----- 元の文書 -----

新愛知の五・一五事件号外。まだ混乱している様子だ。
1932年5月16日の国民新聞朝刊。締切の関係で、首相は重態のままとなっている

 信濃毎日新聞は、編集長三沢精英が5月16日夕刊のコラム拡声機で事件を激しく非難します。
 「『軍人ならば、会ってやろう』と、気を許したが運の尽き。犬養さん、狂人に対する認識不足だった。◇狂人といいたいが、寧(むし)ろ『狂犬の群れ』だね。◇この狂犬の群れが「祖国を守れ」か。◇あの天晴なる武者震ひを見たまえ。食堂のボーイをつかまえて、殺すぞと怒鳴ったり、日曜で人の居ない銀行へ、押し掛けたり。◇ファッショなんて「人間の言葉」は、この場合、通用しない。◇支那の便衣隊がアッハッハと笑っている。◇いよいよ「侮日」だ。◇暗殺の国、狂犬の国。この後に来るものは、なんて、騒ぐな騒ぐな。国民は、頭に氷嚢でものっけて事態を正視せよ」

 また、主筆桐生悠々の筆とみられる同じ紙面のコラムも「陸海軍々人がこうしたことに騒ぐのは、政治的に騒擾するのは、私たちの衷心より反対するところのものである。なぜなら、彼等は陛下の軍人であって、同胞を敵として戦うべき性質のものではなく、若も戦はんと欲するならば、今外に戦わねばならないあまたの敵を持っているからである」と正論を訴えました。
           ◇
 しかし、裁判前に荒木貞夫陸相が「彼等の心事をしのぶ時は、私は涙なきを得ない」などと擁護するなどし、被告らの美化された言葉が裁判を通じて流れ、庶民の減刑嘆願運動がおこります。「氷嚢でものっけて事態を正視せよ」という、三沢の言葉はながされていったようです。長野県上田小県地方の上小思想対策委員会は五・一五事件に先んじて起きたテロ「血盟団事件」も含め、被告の心意気に寛大な処置を嘆願し、下諏訪農民団も被告の行動を「日本魂の発露」として、女工50人が連帯の血判を押しています。

 その間、満州国の独立に難色を示していた犬養首相がいなくなったのを幸いに、陸軍の扇動で日本は日満議定書で満州を国として認めます。しかし、それは政府声明の中にみられるように、あくまで日本の対ソ防衛のためでした。五・一五事件の犯人には、感謝してもしきれないのが陸相の本音だったでしょう。

事件から4カ月後に結んだ日満議定書の号外
号外裏の声明書全文
露骨な表現もお構いなし

 そして、満州事変も終わり国際連盟も脱退表明し、信濃毎日新聞主筆の桐生悠々は評論「関東防空演習を嗤う」のため軍に圧力をかけられて退社した後の1933(昭和8)年11月9日、海軍側被告の判決が言い渡されます。

----- 抽出データ -----

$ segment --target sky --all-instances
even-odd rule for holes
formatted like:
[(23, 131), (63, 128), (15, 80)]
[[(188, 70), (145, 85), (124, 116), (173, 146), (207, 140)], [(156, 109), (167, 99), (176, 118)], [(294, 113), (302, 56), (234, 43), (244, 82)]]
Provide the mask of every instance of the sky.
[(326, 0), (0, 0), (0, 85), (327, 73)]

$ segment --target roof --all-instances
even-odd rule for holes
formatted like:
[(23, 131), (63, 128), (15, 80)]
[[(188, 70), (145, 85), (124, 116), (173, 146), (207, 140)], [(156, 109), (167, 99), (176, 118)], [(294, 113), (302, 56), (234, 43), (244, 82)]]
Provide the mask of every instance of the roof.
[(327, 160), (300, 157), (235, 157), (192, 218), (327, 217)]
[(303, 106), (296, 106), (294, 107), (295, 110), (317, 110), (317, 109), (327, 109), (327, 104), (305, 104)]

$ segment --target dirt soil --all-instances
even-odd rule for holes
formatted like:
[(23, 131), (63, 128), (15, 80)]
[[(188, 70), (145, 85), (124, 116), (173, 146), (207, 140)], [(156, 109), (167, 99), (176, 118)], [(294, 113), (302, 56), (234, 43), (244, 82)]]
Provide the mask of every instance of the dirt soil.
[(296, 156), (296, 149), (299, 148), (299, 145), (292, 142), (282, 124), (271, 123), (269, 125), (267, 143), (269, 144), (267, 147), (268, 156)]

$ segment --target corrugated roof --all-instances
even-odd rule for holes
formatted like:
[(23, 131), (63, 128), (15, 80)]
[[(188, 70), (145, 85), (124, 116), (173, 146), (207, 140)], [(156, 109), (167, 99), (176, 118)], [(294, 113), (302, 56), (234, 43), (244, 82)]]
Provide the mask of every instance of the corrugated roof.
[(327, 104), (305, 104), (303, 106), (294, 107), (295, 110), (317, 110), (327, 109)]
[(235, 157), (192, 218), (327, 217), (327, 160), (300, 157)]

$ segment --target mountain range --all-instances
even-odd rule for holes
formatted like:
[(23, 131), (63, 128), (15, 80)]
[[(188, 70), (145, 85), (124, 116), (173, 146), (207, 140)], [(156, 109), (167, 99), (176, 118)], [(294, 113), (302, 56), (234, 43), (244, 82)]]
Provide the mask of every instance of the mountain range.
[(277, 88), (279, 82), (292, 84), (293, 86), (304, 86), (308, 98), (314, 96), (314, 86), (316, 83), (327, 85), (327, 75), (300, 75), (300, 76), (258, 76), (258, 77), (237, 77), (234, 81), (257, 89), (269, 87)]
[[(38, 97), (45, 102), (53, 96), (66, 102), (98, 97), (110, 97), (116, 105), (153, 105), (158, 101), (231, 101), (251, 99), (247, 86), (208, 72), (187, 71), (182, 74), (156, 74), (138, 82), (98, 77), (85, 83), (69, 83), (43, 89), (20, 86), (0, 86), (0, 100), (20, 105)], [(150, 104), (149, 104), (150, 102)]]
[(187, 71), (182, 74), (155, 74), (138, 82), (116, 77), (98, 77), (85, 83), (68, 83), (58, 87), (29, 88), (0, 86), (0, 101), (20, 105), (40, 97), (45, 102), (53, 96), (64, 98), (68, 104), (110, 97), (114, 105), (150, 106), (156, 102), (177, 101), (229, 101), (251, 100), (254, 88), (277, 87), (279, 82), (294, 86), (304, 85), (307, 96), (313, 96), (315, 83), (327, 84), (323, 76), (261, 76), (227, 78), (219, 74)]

-----
----- 抽出データ -----

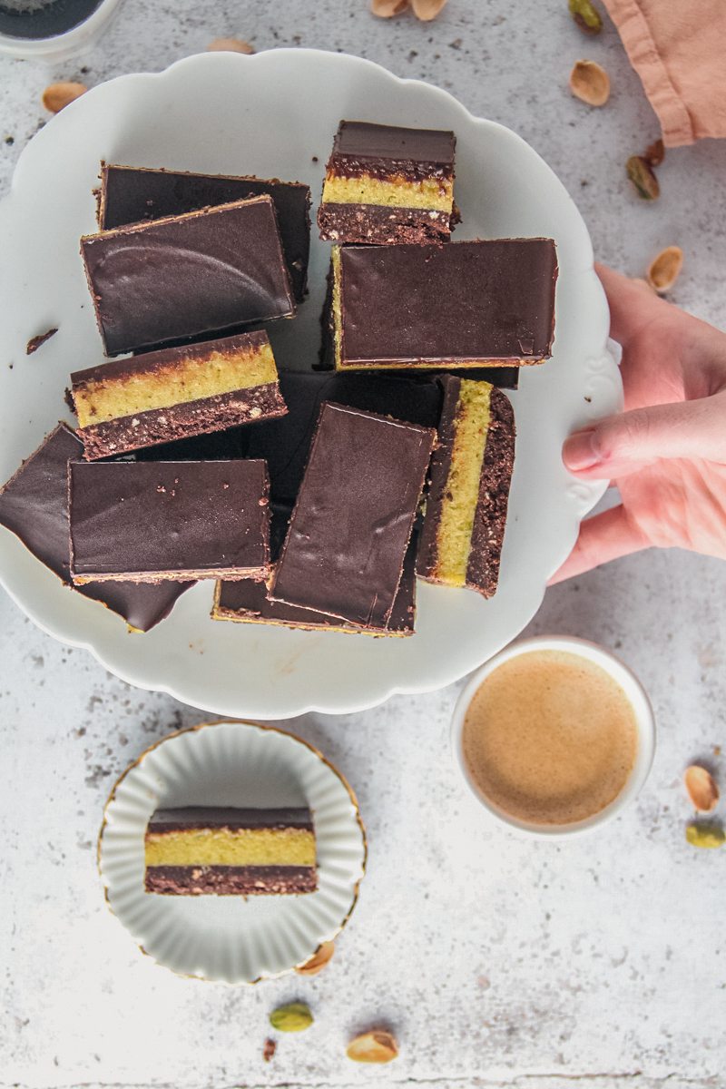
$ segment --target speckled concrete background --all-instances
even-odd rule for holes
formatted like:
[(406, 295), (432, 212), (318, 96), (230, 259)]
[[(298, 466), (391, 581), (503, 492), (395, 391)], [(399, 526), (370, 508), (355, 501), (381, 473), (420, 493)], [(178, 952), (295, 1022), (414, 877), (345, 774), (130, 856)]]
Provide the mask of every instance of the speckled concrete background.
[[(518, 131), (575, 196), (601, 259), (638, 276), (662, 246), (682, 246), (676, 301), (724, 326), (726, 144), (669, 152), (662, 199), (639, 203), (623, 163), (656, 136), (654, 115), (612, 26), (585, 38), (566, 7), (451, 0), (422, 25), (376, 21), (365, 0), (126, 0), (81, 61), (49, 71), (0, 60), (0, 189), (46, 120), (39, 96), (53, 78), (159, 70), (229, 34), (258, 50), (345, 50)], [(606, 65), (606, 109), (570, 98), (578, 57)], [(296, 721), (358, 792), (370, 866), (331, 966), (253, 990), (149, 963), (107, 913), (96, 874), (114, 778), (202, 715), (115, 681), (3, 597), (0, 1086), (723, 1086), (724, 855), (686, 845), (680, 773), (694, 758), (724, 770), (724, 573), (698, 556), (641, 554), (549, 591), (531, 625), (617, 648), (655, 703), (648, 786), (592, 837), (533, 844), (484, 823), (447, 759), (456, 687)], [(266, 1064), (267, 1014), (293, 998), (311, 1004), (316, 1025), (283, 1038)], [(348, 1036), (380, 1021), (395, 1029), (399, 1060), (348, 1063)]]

-----
----- 抽出データ -----

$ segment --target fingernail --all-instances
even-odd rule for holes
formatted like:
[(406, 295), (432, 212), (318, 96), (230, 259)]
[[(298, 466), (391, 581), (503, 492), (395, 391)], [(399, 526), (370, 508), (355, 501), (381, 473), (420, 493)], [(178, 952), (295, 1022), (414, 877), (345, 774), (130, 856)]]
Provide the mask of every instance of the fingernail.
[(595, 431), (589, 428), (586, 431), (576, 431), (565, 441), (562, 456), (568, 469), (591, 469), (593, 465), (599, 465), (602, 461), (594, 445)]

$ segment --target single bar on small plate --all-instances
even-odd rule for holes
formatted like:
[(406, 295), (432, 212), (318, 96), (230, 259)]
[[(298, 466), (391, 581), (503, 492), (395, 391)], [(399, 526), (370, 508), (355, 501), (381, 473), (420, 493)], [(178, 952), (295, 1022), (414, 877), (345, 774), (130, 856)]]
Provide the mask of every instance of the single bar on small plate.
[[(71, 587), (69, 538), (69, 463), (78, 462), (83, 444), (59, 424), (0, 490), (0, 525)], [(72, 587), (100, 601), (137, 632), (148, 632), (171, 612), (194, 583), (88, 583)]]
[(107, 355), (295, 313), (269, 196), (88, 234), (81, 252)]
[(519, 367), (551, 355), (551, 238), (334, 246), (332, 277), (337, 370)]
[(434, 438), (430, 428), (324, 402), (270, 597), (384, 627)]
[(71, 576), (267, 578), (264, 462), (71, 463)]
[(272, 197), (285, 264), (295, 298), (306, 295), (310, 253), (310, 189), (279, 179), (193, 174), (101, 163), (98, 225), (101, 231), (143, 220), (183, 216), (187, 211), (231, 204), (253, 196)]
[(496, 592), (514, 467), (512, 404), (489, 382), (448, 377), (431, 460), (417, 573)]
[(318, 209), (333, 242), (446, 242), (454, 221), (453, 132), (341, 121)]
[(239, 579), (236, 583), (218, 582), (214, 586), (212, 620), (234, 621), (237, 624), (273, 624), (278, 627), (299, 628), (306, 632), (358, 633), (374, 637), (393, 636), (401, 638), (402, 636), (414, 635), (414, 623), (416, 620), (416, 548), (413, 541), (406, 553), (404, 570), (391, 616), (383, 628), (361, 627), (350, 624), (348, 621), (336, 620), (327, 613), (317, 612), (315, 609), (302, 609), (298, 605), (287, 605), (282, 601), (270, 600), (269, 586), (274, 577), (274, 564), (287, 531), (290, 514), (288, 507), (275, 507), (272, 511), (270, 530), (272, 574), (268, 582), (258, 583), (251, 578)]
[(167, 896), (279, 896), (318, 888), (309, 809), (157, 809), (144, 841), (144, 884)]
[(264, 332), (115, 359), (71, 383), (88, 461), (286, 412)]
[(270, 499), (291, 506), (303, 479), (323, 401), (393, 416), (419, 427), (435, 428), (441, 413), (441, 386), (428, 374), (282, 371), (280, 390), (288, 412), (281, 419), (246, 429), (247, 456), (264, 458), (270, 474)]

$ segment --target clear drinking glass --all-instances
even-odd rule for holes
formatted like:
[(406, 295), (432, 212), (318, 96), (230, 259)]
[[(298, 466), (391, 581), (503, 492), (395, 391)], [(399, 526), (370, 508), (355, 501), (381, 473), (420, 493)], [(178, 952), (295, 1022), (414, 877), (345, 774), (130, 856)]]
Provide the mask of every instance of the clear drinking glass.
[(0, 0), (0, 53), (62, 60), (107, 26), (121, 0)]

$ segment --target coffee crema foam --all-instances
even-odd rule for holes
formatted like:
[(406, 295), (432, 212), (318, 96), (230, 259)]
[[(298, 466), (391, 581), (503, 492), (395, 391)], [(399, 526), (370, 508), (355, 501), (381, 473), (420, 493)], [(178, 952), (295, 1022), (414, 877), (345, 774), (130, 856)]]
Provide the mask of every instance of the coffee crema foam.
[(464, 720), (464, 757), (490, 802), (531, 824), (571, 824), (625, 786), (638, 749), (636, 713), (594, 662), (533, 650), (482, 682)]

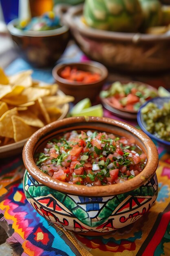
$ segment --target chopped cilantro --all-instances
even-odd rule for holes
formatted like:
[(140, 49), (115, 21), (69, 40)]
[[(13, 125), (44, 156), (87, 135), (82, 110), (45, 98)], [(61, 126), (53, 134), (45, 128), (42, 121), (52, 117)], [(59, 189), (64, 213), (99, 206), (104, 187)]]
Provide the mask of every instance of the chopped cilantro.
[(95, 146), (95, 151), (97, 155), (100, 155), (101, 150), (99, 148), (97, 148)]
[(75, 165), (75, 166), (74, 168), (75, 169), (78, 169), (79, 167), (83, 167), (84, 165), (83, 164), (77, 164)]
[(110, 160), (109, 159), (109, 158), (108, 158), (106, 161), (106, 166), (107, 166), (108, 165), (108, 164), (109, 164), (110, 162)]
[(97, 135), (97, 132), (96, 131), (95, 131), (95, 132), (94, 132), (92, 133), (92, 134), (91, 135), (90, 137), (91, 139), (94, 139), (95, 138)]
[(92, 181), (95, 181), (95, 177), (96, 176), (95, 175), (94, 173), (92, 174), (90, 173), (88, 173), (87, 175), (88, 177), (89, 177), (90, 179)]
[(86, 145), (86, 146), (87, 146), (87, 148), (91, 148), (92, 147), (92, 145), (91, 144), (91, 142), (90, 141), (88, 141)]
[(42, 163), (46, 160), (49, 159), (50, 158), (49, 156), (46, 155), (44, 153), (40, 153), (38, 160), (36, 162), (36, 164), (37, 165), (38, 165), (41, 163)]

-----

**作業内容**
• A. 五・一五事件についての文書から、「新愛知の五・一五事件号外。まだ混乱している様子だ。」を含む語句で始まり「が連帯の血判を押しています。」で終わる部分を、「荒木貞夫陸相」を「陸軍大臣」に変えて書き直してください。
• B. 五・一五事件についての文書によると、下諏訪農民団で連帯の血判を押した女工は何人か。
行のデータは使わなくてよい。

**解答例**
• A.
新愛知の五・一五事件号外。まだ混乱している様子だ。
1932年5月16日の国民新聞朝刊。締切の関係で、首相は重態のままとなっている

 信濃毎日新聞は、編集長三沢精英が5月16日夕刊のコラム拡声機で事件を激しく非難します。
 「『軍人ならば、会ってやろう』と、気を許したが運の尽き。犬養さん、狂人に対する認識不足だった。◇狂人といいたいが、寧(むし)ろ『狂犬の群れ』だね。◇この狂犬の群れが「祖国を守れ」か。◇あの天晴なる武者震ひを見たまえ。食堂のボーイをつかまえて、殺すぞと怒鳴ったり、日曜で人の居ない銀行へ、押し掛けたり。◇ファッショなんて「人間の言葉」は、この場合、通用しない。◇支那の便衣隊がアッハッハと笑っている。◇いよいよ「侮日」だ。◇暗殺の国、狂犬の国。この後に来るものは、なんて、騒ぐな騒ぐな。国民は、頭に氷嚢でものっけて事態を正視せよ」

 また、主筆桐生悠々の筆とみられる同じ紙面のコラムも「陸海軍々人がこうしたことに騒ぐのは、政治的に騒擾するのは、私たちの衷心より反対するところのものである。なぜなら、彼等は陛下の軍人であって、同胞を敵として戦うべき性質のものではなく、若も戦はんと欲するならば、今外に戦わねばならないあまたの敵を持っているからである」と正論を訴えました。
           ◇
 しかし、裁判前に陸軍大臣が「彼等の心事をしのぶ時は、私は涙なきを得ない」などと擁護するなどし、被告らの美化された言葉が裁判を通じて流れ、庶民の減刑嘆願運動がおこります。「氷嚢でものっけて事態を正視せよ」という、三沢の言葉はながされていったようです。長野県上田小県地方の上小思想対策委員会は五・一五事件に先んじて起きたテロ「血盟団事件」も含め、被告の心意気に寛大な処置を嘆願し、下諏訪農民団も被告の行動を「日本魂の発露」として、女工50人が連帯の血判を押しています。

• B. 50人